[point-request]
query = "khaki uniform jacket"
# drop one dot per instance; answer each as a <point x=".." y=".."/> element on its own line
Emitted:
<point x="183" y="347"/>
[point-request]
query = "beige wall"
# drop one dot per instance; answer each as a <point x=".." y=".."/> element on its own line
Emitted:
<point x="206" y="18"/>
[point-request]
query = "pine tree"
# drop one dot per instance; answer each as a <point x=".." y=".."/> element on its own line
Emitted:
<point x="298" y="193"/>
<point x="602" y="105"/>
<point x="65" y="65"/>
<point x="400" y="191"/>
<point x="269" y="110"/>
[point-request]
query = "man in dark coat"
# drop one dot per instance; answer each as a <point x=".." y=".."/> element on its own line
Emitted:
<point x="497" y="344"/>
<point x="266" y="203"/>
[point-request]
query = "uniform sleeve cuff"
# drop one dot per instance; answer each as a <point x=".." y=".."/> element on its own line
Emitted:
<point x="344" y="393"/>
____
What is expected » Quote the listing in full, please, keeping every line exact.

Written response »
[point-request]
query = "khaki uniform jacket"
# drop one dot per instance; answer each as a <point x=".." y=".."/> element on its own line
Emitted:
<point x="183" y="347"/>
[point-request]
query = "beige wall"
# drop one dot per instance; answer each as a <point x=".." y=".."/> element on its own line
Emitted:
<point x="206" y="18"/>
[point-request]
query = "pine tree"
# drop one dot per instance; answer each as a <point x=".." y=".."/> element on its own line
Emitted:
<point x="298" y="193"/>
<point x="602" y="105"/>
<point x="65" y="65"/>
<point x="400" y="191"/>
<point x="269" y="110"/>
[point-request]
query = "man in dark coat"
# drop one dot per instance; answer each as a <point x=".." y=".."/> element on its own line
Emitted:
<point x="497" y="344"/>
<point x="266" y="203"/>
[point-request]
query = "uniform sleeve cuff"
# drop one dot per instance; answer each as a <point x=".." y=".."/> element on its own line
Emitted:
<point x="344" y="393"/>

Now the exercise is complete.